== Passage shown

Séance du 4 juin 2018
Séance organisée par Cécile Durot et Etienne Roquain. Exceptionnellement 4 exposés. La séance débutera donc à 13h00
Lieu : IHP, Amphi Hermite
13.00 : Vladimir Koltchinskii (Georgia Tech)
Titre : Efficient Estimation of Smooth Functionals in Gaussian Shift Models
Résumé : We will discuss a problem of efficient estimation of a smooth functional $f(\theta)$ of unknown
parameter $\theta$ of a general Gaussian shift model. In this model, $\theta$ is a vector in a separable Banach space $E$ observed in an additive Gaussian noise $\xi$ with mean zero and arbitrary (but known) covariance operator $\Sigma.$ It is assumed that the noise level, characterized by the operator norm $\|\Sigma\|$ of $\Sigma$ is small and, moreover, ${\mathbb E}\|\xi\|^2$ is also small, but the effective rank $$r(\Sigma):=\frac{{\mathbb E}\|\xi\|^2}{\|\Sigma\|}$$
of covariance operator $\Sigma$ could be large. This framework includes, in particular,
(a) usual Gaussian shift model, in which $E={\mathbb R}^d$ is a ``high-dimensional" Euclidean space and $\xi=\varepsilon Z,$ $Z$ being a standard normal random vector;
(b) matrix Gaussian shift model, in which $E$ is the space of symmetric $d\time d$ matrices equipped with the operator norm and $\xi=\varepsilon Z,$ $Z$ being sampled, for instance, from Gaussian orthogonal ensemble;
(c) Gaussian functional data model, in which $E=C[0,1]$ with usual uniform norm and $\xi$ is a mean zero continuos Gaussian stochastic process.The goal is to find optimal conditions on the smoothness of functional $f(\theta)$ (depending on $\|\Sigma\|$ and $r(\Sigma)$) for which there exists its estimator with ``approximately normal” distribution and with an optimal variance (comparable to the noise level).
The talk is based on a joint work with Mayya Zhilova.
14.00 : Gilles Blanchard (Universität Potsdam)
Titre : Is adaptive early stopping possible in statistical inverse problems?
Résumé : Consider a statistical estimation problem where different estimators $\hat{f}_1, \ldots , \hat{f}_K$ are available (ranked in order of increasing "complexity", here identified with variance) and one would like to select one that is the best (or close to the best) for the statistical task at hand: this is the classical problem of estimator selection. For a (data-dependent) choice of the estimator index $\hat{k}$, there exist a number of well-known methods achieving oracle adaptivity in a wide range of contexts, for instance penalization methods, or Lepski's method.

====
== Given data

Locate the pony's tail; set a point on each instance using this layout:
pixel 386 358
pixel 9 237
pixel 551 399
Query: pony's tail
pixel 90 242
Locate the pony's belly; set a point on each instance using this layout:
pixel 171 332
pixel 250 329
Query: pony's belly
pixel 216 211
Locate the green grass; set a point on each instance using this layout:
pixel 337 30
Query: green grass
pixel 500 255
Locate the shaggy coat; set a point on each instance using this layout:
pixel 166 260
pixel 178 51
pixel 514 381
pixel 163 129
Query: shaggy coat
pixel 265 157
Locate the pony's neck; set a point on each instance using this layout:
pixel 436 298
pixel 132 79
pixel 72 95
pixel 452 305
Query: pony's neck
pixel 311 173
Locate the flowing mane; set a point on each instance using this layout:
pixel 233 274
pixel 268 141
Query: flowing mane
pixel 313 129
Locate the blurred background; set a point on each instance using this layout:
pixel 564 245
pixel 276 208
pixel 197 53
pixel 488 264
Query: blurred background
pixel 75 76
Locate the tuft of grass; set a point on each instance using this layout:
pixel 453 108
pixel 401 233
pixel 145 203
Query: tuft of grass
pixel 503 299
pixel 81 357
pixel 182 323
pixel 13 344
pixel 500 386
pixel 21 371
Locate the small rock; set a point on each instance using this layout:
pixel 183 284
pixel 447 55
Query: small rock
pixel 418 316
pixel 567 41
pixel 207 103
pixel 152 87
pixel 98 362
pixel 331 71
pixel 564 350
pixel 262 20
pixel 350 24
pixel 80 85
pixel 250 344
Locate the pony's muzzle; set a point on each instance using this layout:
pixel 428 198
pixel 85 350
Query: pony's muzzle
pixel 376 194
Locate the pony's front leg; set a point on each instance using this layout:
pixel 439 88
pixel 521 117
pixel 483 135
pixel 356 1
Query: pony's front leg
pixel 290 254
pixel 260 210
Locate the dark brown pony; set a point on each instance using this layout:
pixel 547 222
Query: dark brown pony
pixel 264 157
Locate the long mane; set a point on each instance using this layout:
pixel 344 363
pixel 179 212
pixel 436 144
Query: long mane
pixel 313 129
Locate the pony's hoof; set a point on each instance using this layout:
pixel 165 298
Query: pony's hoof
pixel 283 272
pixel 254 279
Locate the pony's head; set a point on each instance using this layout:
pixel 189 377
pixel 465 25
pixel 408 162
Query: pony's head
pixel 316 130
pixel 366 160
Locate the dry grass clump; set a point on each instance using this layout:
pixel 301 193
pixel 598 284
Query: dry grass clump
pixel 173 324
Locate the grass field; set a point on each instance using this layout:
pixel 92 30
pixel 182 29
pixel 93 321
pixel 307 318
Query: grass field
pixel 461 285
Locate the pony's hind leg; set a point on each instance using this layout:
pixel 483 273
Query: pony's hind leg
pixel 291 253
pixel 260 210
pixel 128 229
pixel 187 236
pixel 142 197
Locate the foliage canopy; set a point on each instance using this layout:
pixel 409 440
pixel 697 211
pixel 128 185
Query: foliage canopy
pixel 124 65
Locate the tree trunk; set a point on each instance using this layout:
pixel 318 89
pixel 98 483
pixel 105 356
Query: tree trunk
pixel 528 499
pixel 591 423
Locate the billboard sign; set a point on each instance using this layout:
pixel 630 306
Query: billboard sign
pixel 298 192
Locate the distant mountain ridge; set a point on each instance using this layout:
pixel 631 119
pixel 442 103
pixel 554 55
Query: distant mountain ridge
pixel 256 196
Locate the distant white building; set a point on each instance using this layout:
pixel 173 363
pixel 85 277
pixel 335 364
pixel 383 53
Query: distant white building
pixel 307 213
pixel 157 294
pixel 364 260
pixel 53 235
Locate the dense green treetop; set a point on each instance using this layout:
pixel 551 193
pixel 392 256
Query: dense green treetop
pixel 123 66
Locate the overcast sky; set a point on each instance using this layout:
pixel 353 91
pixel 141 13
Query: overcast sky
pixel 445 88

====

(Task requirements):
Edit the seminar announcement from "The talk is" up to and including "statistical inverse problems?" so that "joint work" becomes "collaboration", and write out the revised passage.

(Solution to this problem):
The talk is based on a collaboration with Mayya Zhilova.
14.00 : Gilles Blanchard (Universität Potsdam)
Titre : Is adaptive early stopping possible in statistical inverse problems?